■ EXTRAIT:
Le terme cens était largement usité pour désigner cette nouvelle
rente que le censitaire s'engageait à payer au seigneur, en échange de
droits sur la censive. On sait, par ailleurs, que la monarchie en
France, créa son propre espace politique en se présentant comme
l'arbitre entre seigneurie et communauté villageoise. En faisant de sa
justice une justice d'appel, le roi de France exerçait cet arbitrage et
constitua ses pouvoirs régaliens n'hésitant pas à dépouiller la
seigneurie.
Au XIIIe siècle, cette abolition du servage s'était opérée largement
et se poursuivit dans les siècles suivants. Elle s'effectuait par des
lettres de manumissions et des chartes de franchise. En 1789, il
existait encore près d'un million de serfs, ou plus précisément de
mainmortables, non libres, qui relevaient de seigneuries
ecclésiastiques, principalement situées dans le centre et l'est du
Royaume. Précisons, pour éviter des contresens, que ce servage devenu
mainmorte n'était plus qu'un vestige éloigné et transformé de la
seigneurie asservissante.
La grande crise des XIVe-XVe siècles fut aggravée, au XVIe siècle,
par l'afflux de métaux précieux, venus d'Amérique et d'Europe de l'Est,
et qui entraînèrent une dévaluation des monnaies. Or, le montant du cens
avait été évalué en argent et la dévaluation monétaire provoqua dans le
domaine ouest européen une profonde et grave crise des rentes seigneuriales (Bloch).
Selon les pays et même les provinces, la réaction seigneuriale prit
des formes diverses. Dans le Royaume de France la seigneurie réagit en
cherchant à accroître la superficie de la réserve seigneuriale.
Pour réaliser cette nouvelle restructuration de la seigneurie, le
seigneur ne pouvait exproprier les censitaires protégés par les coutumes
et la justice royale. Ce fut donc par le lent rachat de censives
vendues par leurs titulaires, mais aussi par l'usurpation de biens
communaux soustraits par les justices seigneuriales aux communautés
villageoises, que la seigneurie parvint à augmenter la part de sa
réserve.

■ ENREGISTREMENTS:
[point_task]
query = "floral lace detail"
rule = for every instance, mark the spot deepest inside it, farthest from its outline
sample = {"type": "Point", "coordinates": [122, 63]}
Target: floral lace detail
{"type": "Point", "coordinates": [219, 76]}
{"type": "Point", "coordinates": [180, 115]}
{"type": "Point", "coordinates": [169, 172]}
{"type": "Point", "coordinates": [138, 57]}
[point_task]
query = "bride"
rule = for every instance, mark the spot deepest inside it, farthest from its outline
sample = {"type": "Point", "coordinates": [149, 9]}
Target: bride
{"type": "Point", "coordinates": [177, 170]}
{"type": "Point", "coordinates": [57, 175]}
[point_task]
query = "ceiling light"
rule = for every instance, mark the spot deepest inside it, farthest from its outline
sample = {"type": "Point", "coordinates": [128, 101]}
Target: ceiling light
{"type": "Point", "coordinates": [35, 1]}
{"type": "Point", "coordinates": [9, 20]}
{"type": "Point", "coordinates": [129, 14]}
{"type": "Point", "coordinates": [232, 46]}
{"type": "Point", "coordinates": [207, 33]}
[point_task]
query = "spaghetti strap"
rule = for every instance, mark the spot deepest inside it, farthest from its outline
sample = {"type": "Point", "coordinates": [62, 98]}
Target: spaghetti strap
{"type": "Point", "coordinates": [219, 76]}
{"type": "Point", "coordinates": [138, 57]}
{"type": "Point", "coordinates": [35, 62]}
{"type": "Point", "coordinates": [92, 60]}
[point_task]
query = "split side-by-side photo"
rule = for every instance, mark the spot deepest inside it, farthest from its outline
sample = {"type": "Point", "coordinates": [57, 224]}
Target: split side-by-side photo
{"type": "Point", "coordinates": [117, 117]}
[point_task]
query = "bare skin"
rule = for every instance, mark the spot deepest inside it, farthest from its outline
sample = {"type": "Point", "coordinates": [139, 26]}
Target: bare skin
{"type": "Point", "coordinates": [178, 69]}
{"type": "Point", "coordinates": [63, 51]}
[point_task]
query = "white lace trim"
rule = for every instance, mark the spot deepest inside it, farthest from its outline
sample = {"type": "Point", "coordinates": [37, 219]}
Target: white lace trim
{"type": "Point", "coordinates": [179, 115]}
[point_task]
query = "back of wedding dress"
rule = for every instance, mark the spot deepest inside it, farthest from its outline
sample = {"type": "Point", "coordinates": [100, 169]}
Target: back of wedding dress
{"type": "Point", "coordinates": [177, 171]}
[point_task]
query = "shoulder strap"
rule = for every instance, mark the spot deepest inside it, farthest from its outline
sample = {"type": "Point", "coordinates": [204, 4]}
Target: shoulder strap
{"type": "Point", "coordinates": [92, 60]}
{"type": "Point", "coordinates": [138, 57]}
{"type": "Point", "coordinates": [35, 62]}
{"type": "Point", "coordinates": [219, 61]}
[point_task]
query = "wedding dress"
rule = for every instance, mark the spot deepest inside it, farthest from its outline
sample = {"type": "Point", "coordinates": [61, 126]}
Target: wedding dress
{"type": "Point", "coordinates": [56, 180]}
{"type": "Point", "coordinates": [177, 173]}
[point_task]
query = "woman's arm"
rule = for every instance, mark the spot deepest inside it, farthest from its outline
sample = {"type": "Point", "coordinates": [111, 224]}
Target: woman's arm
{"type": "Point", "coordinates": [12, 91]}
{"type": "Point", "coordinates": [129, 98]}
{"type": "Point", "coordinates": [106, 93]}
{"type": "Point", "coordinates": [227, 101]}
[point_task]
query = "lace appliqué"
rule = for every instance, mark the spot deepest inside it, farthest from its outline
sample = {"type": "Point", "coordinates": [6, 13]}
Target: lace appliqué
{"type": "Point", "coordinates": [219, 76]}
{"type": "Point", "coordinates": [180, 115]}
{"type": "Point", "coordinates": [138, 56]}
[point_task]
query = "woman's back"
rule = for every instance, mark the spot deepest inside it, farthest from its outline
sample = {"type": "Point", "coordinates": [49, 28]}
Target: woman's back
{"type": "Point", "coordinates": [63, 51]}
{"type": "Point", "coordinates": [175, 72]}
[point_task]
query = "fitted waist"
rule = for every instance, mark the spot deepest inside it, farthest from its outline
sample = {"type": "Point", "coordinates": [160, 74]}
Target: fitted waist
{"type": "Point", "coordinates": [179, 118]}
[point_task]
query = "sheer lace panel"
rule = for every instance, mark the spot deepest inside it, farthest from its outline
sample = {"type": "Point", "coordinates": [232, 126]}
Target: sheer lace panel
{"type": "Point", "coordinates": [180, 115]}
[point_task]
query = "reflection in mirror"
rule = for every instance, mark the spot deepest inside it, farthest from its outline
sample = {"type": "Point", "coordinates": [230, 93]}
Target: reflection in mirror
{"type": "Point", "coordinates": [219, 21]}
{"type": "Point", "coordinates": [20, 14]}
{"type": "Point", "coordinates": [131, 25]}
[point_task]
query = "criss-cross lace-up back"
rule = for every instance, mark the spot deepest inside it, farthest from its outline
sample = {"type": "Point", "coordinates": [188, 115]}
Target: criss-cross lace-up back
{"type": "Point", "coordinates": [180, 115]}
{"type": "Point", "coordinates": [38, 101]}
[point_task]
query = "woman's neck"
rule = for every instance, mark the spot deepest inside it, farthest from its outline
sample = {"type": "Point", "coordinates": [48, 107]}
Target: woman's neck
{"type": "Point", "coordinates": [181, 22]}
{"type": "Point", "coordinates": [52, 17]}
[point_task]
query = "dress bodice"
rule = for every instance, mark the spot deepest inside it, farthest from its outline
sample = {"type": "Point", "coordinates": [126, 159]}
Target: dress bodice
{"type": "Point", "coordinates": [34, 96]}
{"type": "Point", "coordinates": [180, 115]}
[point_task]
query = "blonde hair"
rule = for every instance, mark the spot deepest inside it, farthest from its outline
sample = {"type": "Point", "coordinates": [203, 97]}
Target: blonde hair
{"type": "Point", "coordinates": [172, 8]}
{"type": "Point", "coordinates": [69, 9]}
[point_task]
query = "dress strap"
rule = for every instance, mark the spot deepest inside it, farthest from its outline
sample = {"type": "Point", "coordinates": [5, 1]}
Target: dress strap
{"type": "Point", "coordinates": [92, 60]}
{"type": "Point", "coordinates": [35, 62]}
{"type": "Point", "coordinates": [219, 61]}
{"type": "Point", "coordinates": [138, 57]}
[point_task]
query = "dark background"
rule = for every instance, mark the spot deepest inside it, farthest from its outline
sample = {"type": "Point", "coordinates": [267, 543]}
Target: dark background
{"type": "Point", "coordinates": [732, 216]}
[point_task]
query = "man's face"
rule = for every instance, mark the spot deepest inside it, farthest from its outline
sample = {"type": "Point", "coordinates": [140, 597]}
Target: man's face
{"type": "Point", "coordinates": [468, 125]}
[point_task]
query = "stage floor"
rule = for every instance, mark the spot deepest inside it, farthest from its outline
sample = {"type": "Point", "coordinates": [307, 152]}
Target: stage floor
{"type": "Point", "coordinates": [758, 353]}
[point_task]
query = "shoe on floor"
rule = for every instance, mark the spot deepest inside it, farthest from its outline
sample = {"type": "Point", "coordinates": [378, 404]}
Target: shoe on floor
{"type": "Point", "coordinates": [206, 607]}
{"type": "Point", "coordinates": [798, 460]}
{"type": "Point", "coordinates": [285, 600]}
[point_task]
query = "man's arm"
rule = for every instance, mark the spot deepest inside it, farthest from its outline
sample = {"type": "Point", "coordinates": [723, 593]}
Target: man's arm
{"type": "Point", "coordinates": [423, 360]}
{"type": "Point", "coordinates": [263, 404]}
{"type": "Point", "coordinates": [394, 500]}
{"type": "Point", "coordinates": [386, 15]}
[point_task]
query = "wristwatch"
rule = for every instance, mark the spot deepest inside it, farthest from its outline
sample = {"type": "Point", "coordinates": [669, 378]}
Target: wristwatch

■ EXERCICES:
1 – Transcrivez, s'il vous plaît, le passage de l'extrait sur la seigneurie allant de « Selon les pays » jusqu'à « la réserve seigneuriale. ».
2 – Relevez tous les siècles que l'extrait sur la seigneurie désigne par leur numéro.

■ CORRIGÉ PAR EXERCICE:
1 –
Selon les pays et même les provinces, la réaction seigneuriale prit
des formes diverses. Dans le Royaume de France la seigneurie réagit en
cherchant à accroître la superficie de la réserve seigneuriale.

2 – XIIIe siècle, XIVe siècle, XVe siècle, XVIe siècle